[Stored data entries]
- Opening Delimiter -
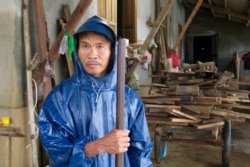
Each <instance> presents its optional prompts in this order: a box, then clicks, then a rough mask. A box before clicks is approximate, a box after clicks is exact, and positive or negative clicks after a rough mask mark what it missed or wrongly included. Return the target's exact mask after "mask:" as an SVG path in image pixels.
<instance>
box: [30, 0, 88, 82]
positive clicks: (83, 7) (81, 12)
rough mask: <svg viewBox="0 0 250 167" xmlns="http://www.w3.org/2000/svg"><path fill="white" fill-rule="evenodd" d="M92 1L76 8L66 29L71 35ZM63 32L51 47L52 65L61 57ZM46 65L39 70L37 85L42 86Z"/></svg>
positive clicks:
- Closing Delimiter -
**EXERCISE DIRECTIONS**
Reproduce every entry above exactly, and omit the pictures.

**RESPONSE BELOW**
Each <instance> presents its optional prompts in this order: a box, then clicks, then a rough mask. A box before clicks is approximate, a box after clicks is exact, and positive or negative clicks after a rough mask mark what it missed or wrongly included. Return the target's exact mask after "mask:" as an SVG path in image pixels.
<instance>
box: [30, 0, 88, 82]
positive clicks: (83, 7) (81, 12)
rough mask: <svg viewBox="0 0 250 167" xmlns="http://www.w3.org/2000/svg"><path fill="white" fill-rule="evenodd" d="M92 1L76 8L66 29L71 35ZM63 32L51 47L52 65L61 57ZM46 65L39 70L37 85L42 86Z"/></svg>
positive clicks:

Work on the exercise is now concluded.